Point labeling dataset excerpts
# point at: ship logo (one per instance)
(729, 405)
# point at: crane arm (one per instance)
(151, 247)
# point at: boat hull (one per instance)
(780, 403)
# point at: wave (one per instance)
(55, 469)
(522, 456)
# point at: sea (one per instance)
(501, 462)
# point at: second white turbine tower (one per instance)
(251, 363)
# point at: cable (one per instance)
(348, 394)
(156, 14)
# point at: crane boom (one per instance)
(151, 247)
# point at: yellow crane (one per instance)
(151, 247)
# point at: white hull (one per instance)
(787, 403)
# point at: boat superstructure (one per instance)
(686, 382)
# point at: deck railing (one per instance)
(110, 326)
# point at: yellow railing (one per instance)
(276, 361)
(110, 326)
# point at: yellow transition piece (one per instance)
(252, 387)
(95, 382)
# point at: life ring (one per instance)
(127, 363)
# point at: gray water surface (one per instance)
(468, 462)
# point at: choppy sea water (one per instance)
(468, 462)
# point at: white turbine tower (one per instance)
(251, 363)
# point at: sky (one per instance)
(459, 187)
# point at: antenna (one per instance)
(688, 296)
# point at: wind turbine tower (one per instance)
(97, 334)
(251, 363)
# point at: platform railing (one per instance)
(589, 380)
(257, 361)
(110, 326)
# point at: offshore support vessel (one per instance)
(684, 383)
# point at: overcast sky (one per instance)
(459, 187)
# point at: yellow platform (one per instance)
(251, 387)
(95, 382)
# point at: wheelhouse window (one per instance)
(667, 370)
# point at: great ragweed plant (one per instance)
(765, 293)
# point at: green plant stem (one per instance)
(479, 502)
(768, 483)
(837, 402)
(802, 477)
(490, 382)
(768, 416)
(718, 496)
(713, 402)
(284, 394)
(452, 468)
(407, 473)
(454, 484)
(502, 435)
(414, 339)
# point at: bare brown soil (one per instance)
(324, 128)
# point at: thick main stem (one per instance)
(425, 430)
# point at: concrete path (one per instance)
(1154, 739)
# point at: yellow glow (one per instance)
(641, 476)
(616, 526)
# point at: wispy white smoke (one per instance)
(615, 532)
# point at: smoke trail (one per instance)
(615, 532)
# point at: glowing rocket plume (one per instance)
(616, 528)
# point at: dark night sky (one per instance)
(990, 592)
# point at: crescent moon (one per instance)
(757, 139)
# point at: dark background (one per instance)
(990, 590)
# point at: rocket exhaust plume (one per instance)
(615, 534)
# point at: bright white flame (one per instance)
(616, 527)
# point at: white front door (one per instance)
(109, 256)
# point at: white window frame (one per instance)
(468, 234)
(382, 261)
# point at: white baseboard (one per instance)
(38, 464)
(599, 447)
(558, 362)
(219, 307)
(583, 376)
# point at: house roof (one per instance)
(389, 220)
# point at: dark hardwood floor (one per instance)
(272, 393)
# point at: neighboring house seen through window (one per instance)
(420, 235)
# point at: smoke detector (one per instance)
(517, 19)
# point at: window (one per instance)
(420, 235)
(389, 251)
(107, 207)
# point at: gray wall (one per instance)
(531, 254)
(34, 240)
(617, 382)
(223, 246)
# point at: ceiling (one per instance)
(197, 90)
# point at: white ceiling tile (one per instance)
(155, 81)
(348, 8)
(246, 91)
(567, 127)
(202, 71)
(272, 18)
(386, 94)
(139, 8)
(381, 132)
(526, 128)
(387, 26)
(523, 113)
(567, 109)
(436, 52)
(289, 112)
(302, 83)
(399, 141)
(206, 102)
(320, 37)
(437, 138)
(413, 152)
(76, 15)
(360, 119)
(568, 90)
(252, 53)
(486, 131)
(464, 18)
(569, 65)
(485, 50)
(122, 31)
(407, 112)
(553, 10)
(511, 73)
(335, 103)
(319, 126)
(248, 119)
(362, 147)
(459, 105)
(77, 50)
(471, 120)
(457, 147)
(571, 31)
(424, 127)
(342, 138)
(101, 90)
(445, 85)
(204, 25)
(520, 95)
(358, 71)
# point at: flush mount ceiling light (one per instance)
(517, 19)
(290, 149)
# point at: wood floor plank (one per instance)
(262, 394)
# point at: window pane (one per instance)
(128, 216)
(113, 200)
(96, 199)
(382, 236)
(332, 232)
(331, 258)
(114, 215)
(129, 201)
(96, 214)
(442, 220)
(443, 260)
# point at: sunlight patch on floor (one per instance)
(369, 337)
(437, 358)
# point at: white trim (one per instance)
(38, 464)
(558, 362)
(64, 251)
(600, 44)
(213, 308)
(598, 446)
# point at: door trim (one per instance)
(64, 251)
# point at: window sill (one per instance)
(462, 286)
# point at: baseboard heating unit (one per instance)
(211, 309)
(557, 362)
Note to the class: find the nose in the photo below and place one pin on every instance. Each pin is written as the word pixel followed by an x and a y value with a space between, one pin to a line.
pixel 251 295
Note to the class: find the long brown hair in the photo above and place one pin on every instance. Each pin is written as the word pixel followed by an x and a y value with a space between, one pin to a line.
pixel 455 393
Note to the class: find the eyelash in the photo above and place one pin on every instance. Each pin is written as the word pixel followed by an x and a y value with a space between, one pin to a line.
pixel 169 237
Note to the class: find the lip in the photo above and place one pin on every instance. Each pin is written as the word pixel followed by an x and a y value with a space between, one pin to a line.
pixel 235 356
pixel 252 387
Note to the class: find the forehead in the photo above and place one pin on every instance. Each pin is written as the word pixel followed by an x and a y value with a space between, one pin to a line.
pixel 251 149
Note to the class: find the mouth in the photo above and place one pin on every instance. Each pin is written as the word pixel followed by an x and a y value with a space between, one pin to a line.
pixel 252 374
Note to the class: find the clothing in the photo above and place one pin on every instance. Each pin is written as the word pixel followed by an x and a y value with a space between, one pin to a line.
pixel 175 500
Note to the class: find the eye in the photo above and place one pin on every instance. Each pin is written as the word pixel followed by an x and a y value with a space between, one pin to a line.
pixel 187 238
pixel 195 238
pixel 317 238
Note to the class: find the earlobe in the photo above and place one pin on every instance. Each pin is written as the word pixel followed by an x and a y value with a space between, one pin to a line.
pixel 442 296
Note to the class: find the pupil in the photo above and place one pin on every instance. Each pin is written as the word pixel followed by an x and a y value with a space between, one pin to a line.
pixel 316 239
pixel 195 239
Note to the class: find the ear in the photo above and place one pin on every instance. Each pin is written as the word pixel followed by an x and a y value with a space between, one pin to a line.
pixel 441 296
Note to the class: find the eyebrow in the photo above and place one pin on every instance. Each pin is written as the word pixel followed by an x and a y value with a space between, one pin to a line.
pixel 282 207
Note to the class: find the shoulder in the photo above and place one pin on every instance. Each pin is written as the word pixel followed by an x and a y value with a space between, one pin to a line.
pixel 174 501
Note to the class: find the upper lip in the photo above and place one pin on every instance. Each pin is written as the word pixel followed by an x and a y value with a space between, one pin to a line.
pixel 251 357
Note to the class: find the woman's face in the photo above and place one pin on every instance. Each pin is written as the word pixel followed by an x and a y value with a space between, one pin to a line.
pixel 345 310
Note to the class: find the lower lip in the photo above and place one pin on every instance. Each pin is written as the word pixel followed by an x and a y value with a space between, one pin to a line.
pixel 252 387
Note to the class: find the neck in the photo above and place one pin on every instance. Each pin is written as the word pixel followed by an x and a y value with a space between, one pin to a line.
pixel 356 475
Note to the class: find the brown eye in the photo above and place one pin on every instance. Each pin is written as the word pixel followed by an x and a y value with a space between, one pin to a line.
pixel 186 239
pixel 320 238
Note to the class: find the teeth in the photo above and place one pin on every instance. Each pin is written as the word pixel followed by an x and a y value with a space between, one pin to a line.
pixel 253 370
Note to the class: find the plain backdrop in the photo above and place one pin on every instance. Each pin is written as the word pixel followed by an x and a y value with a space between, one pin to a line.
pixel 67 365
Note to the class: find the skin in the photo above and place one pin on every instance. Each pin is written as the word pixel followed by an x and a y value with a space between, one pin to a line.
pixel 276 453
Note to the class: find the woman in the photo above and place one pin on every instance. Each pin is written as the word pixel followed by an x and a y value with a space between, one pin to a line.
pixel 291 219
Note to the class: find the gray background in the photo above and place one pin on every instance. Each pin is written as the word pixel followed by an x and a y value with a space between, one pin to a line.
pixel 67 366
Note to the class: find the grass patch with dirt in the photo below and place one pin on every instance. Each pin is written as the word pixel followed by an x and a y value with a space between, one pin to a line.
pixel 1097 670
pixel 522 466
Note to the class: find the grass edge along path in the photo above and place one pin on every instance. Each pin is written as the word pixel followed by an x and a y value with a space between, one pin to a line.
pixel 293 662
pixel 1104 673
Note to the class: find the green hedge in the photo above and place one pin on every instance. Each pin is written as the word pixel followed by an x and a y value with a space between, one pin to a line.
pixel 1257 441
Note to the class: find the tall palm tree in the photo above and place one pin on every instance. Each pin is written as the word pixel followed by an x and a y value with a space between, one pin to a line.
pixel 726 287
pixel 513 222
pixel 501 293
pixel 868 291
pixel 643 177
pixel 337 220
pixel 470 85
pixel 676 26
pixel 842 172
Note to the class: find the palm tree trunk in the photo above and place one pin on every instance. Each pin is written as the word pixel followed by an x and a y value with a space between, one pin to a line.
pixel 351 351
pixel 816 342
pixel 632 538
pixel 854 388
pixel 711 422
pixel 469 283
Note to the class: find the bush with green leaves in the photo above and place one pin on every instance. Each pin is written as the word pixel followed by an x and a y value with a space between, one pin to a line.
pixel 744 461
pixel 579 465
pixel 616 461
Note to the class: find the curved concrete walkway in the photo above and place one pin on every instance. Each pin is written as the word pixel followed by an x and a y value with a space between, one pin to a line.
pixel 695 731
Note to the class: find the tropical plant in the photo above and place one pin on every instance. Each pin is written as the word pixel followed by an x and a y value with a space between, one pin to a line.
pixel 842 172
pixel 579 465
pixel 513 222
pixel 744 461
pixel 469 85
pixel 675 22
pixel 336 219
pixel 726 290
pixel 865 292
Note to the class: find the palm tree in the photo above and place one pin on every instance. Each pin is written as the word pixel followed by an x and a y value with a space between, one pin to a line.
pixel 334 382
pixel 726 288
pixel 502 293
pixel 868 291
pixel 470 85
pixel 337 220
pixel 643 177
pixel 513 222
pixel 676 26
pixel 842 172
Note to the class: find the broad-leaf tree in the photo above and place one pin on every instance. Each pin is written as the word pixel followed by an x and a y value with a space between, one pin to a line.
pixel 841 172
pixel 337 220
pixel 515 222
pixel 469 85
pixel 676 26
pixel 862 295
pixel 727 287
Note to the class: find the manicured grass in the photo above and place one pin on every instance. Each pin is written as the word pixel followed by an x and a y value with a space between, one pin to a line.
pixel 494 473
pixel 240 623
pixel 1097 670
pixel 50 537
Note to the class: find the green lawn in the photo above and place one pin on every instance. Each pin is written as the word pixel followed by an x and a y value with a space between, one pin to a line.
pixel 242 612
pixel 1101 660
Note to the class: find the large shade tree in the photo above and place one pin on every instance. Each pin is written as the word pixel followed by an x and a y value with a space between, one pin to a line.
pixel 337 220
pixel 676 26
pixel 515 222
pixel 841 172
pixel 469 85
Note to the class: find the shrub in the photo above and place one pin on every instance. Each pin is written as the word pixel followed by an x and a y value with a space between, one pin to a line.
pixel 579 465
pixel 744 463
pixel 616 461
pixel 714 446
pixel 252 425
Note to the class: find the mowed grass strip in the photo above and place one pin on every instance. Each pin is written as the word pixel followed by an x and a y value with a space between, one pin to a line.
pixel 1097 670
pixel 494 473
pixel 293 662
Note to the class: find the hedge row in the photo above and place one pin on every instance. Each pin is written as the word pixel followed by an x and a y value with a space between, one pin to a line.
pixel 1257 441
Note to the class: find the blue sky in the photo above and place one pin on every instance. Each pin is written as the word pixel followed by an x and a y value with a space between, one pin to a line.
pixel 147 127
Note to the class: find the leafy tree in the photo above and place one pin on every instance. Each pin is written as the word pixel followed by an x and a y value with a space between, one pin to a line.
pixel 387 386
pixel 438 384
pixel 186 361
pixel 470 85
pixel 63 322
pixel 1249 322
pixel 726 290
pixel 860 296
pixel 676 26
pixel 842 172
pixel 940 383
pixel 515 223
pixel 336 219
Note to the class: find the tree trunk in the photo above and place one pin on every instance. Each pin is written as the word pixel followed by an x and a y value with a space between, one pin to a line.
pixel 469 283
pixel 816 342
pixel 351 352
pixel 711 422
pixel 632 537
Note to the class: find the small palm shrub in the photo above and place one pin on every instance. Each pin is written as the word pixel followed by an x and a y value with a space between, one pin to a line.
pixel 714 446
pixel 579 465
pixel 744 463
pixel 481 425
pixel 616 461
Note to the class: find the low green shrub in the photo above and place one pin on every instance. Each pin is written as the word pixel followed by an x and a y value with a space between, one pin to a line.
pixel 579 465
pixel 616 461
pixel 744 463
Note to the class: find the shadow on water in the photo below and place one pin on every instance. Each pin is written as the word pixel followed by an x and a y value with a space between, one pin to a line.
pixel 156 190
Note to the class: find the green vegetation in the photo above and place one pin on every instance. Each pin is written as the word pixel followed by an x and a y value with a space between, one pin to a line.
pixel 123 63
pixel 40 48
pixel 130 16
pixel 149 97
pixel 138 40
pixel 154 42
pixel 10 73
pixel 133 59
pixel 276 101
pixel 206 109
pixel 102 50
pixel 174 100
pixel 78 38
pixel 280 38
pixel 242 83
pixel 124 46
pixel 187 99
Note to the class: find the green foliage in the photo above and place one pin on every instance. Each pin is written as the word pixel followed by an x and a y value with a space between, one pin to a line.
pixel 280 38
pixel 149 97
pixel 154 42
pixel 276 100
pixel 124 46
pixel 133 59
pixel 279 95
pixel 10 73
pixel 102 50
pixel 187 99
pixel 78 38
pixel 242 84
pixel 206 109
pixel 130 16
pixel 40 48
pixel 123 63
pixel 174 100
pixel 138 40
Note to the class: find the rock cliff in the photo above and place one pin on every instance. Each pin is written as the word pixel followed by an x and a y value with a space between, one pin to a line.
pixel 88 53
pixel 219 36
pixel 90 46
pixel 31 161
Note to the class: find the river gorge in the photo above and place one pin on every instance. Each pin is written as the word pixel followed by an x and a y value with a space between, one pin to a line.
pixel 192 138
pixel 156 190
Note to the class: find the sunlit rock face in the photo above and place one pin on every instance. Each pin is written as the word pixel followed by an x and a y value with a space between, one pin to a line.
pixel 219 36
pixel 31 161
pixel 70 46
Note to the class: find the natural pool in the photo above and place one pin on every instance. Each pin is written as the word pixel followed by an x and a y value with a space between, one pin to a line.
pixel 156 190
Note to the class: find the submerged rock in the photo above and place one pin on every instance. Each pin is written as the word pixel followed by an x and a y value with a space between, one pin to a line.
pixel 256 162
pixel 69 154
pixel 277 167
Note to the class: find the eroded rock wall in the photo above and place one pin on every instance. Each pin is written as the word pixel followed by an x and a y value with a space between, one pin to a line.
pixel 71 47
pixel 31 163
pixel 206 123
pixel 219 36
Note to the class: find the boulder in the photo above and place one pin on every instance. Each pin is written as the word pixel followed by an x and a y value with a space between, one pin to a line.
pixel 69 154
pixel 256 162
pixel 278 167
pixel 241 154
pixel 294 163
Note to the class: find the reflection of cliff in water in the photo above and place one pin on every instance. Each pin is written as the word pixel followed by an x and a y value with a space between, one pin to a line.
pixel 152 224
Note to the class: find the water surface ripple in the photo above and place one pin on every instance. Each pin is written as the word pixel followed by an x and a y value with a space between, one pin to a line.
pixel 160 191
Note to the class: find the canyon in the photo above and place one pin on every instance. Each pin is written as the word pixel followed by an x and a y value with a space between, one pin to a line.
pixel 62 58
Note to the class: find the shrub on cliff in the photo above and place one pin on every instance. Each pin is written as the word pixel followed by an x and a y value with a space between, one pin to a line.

[JOB]: Give the lines from the line with "Note to the class: find the mowed" up to and including the line with "pixel 147 127" again, switching "hedge row" to "hedgerow" and leaving everything else unchanged.

[SOLUTION FOR THIS PROBLEM]:
Note to the class: find the mowed grass strip in the photo above and place one pin on every instance. Each pin is written as the word pixel followed by an x and a y value with a space between, one pin to a line.
pixel 1097 670
pixel 494 473
pixel 293 662
Note to the class: find the hedgerow in the photo above and place one pin on every instance. Each pin is written as the word pixel followed by an x and a y value with a space between, one pin to a line.
pixel 1257 441
Note to the class: find the blue sky in the photo above and place one pin on every instance. Each pin is written as the word pixel followed by an x and a y value with a space between, one pin to a line.
pixel 147 127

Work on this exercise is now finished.